Task objective —
Scan the data for "distant" and copy each matching line.

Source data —
+ + +

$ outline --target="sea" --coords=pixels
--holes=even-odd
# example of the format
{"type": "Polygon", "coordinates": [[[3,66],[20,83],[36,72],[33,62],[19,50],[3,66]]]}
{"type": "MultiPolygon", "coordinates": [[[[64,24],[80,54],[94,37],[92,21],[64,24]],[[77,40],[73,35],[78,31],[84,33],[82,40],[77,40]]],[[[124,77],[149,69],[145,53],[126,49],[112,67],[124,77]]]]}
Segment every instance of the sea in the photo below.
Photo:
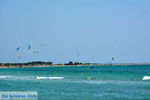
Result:
{"type": "Polygon", "coordinates": [[[38,100],[150,100],[150,65],[0,68],[0,91],[38,100]]]}

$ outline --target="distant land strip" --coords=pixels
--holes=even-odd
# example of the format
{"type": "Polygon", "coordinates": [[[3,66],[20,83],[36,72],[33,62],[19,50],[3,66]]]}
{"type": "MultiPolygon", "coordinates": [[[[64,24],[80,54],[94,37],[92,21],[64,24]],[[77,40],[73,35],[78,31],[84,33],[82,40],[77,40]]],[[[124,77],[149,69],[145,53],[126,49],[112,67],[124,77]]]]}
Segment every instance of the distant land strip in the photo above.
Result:
{"type": "Polygon", "coordinates": [[[53,64],[52,62],[32,61],[27,63],[0,63],[0,68],[15,68],[15,67],[50,67],[50,66],[113,66],[113,65],[150,65],[150,63],[79,63],[69,61],[63,64],[53,64]]]}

+ + +

Output of the exercise —
$ outline --target="distant land strip" --coords=pixels
Segment every instance of the distant land strip in the photo above.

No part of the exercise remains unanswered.